— Задание A —
Какую специальность Анатолий Михайлович Фокин получил в лагерях, согласно отрывку воспоминаний?
— Задание B —
Перепишите из отрывка воспоминаний всё, начиная со слов «Разные люди по-разному» и вплоть до слов «меня и видели.».
┌─ Приведённый отрывок
Разные люди по-разному относились ко мне. Равнодушных не было. Одни явно или скрытно причиняли вред, другие жалели. Заработок мой постепенно таял, а цены на товары поднимались. С каждым месяцем я все меньше рублей отдавал в семейную кассу.
Однажды пришел я в надежде заказов на карты в редакцию журнала "Знание — сила", а мне прямо сказали: "Вы к нам больше не ходите". В «Пионер» и в "Пионерскую правду" я и сам не пошел, из гордости, чтобы не получить и там пощечины. В журнале "Сам себе агроном", очевидно не подозревали, кого подкармливают, и предложили мне вступить к ним в штат, вручили анкету. Я взял ее, пришел в ужас от вопросов, сказал, что дома заполню, и распрощался. Только меня и видели.
Находились и доброжелатели. Не очень был знаком с нашей семьей бывший смоленский помещик, филолог по образованию, а в лагерях приобретший специальность геолога — Анатолий Михайлович Фокин. Его поразительно похоже описал Ираклий Андронников в своей повести "Загадки Н. Ф. И." Да, Фокин весьма недоверчиво встретил автора повести, когда тот явился к его родным в поисках портрета, но станешь недоверчивым, когда только что, и то благодаря хлопотам, вернешься из лагерей.
Анатолий Михайлович заказывал мне чертежи по геологии, но с условием, чтобы подавал счета и получал деньги не я, а кто-то другой, разумеется, проверенный трудящийся. Взялся быть таким посредником мой друг Валерий Перцов.
└─
┌─ Записи набора
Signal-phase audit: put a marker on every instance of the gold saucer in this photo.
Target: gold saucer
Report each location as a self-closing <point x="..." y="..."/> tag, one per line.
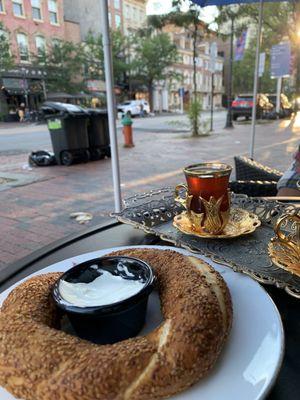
<point x="284" y="256"/>
<point x="241" y="222"/>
└─
— Правильный ответ A —
Специальность геолога.

— Правильный ответ B —
Разные люди по-разному относились ко мне. Равнодушных не было. Одни явно или скрытно причиняли вред, другие жалели. Заработок мой постепенно таял, а цены на товары поднимались. С каждым месяцем я все меньше рублей отдавал в семейную кассу.
Однажды пришел я в надежде заказов на карты в редакцию журнала "Знание — сила", а мне прямо сказали: "Вы к нам больше не ходите". В «Пионер» и в "Пионерскую правду" я и сам не пошел, из гордости, чтобы не получить и там пощечины. В журнале "Сам себе агроном", очевидно не подозревали, кого подкармливают, и предложили мне вступить к ним в штат, вручили анкету. Я взял ее, пришел в ужас от вопросов, сказал, что дома заполню, и распрощался. Только меня и видели.